EXERCISE DESCRIPTION: Search the material for "chair" and show all lines that contain it.
--- SUPPLIED DATA Enclosed Below ---
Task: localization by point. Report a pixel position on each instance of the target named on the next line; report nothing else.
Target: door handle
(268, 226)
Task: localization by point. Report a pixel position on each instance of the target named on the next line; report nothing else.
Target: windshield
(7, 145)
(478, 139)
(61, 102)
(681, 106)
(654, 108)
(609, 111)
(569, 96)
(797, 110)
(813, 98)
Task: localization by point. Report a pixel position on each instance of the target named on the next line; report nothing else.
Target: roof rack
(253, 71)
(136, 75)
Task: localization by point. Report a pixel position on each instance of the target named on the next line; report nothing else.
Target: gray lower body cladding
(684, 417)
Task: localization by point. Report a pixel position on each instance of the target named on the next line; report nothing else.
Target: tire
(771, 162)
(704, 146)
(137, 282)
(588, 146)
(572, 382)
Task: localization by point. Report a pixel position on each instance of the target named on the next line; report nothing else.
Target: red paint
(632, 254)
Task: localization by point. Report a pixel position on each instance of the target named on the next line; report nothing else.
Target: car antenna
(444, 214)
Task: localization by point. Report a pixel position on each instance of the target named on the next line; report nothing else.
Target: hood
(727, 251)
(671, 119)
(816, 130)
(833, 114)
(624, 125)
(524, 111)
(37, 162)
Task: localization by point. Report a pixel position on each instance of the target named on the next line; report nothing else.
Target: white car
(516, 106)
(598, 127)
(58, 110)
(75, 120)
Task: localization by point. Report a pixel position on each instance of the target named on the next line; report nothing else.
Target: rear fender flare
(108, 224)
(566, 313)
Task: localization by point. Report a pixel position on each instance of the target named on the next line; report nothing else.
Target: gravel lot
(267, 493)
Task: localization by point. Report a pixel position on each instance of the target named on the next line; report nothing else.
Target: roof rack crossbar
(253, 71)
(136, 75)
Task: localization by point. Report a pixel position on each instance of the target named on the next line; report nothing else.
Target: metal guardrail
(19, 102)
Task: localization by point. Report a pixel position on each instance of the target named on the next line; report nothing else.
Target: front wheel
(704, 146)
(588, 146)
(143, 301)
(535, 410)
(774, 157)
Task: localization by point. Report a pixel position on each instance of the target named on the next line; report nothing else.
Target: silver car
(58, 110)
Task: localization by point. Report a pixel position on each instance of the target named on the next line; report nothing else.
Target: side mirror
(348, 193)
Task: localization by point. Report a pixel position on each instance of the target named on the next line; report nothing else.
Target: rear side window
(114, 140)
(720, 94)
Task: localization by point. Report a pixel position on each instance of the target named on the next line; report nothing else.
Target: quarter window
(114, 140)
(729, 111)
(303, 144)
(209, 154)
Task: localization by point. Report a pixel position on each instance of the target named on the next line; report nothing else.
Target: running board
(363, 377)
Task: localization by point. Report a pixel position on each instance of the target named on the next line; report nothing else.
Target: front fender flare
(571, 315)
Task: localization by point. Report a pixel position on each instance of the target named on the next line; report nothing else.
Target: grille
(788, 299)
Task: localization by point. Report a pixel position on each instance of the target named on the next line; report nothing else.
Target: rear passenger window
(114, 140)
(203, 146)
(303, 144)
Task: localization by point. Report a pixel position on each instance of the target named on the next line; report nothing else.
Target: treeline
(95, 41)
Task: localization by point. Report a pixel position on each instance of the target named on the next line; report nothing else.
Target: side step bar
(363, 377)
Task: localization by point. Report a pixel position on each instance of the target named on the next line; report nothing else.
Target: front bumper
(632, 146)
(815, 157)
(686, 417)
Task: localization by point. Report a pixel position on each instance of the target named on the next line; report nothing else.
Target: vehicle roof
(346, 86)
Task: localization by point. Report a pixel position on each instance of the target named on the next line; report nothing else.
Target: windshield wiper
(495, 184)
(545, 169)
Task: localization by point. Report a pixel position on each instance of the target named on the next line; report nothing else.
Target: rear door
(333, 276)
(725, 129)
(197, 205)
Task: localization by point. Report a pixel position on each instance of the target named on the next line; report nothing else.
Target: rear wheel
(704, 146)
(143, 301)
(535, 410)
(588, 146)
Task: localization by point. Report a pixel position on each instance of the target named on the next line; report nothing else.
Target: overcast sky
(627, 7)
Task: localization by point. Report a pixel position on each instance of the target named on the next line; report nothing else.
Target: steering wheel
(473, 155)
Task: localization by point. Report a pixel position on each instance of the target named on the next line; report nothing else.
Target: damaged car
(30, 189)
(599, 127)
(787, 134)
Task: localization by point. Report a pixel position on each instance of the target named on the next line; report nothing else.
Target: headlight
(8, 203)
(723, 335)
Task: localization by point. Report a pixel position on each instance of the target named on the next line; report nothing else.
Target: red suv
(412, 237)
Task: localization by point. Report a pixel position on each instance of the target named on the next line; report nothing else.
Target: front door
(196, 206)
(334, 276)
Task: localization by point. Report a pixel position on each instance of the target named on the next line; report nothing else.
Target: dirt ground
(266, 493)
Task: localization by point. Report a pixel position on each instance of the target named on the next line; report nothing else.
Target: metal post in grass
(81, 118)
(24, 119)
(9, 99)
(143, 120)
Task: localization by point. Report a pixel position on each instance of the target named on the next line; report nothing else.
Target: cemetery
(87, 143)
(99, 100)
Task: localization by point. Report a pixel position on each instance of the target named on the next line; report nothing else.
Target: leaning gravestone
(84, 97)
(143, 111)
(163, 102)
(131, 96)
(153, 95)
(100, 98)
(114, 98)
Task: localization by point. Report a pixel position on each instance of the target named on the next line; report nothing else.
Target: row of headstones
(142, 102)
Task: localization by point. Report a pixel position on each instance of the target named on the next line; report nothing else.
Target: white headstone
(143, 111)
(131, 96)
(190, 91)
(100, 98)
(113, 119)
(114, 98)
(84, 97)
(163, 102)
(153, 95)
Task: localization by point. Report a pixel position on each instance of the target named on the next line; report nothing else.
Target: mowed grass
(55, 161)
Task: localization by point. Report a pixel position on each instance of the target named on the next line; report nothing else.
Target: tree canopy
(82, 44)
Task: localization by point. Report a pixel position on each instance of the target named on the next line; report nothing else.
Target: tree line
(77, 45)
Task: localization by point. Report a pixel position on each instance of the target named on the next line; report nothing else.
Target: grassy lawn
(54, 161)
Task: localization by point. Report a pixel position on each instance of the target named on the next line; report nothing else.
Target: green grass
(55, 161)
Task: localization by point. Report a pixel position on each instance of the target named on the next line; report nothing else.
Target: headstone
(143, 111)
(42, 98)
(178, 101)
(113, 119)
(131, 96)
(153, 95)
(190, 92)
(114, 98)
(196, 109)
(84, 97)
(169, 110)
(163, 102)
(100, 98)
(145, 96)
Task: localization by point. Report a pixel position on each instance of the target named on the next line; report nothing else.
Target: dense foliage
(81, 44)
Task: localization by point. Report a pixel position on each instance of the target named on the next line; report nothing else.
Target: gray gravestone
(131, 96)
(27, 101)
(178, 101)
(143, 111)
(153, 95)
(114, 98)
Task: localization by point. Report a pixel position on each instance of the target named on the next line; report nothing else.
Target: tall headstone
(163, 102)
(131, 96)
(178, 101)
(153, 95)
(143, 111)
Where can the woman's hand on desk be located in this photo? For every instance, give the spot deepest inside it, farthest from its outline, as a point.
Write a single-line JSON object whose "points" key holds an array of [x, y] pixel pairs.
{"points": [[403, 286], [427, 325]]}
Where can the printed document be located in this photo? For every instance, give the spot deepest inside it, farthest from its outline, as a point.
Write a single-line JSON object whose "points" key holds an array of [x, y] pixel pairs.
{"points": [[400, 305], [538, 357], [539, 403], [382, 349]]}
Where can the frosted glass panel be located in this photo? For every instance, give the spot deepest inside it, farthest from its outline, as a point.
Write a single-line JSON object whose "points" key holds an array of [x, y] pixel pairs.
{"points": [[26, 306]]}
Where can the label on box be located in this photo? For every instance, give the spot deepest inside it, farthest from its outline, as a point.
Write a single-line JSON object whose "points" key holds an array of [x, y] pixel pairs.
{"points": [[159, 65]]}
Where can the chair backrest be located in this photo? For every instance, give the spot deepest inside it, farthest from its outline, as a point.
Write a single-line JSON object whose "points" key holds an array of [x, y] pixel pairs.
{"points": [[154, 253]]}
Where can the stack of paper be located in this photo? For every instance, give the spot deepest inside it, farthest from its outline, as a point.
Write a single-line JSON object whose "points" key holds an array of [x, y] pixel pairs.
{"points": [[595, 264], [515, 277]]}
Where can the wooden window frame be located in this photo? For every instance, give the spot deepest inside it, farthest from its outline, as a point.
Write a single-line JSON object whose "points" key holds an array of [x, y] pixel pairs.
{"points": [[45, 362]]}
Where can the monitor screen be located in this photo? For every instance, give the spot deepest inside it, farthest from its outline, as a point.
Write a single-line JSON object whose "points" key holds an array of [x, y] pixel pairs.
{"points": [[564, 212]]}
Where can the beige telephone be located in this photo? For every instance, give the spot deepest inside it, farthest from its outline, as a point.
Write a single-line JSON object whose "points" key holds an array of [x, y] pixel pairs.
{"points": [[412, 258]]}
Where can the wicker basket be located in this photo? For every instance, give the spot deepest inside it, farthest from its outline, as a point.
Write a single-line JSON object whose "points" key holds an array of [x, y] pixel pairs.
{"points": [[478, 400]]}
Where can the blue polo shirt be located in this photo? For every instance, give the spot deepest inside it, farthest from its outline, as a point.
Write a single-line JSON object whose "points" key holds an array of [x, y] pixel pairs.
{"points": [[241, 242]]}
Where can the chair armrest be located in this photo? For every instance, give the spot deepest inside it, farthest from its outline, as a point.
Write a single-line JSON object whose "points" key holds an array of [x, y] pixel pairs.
--- End of Enclosed SUPPLIED DATA ---
EXERCISE RESULT:
Where can the chair backrest be located in this photo? For every instance, give the spot deepest inside it, farthest from its outline, as a point.
Where can the chair armrest be located in this photo? For every instance, give the spot deepest inside it, farthest from its outline, as a point.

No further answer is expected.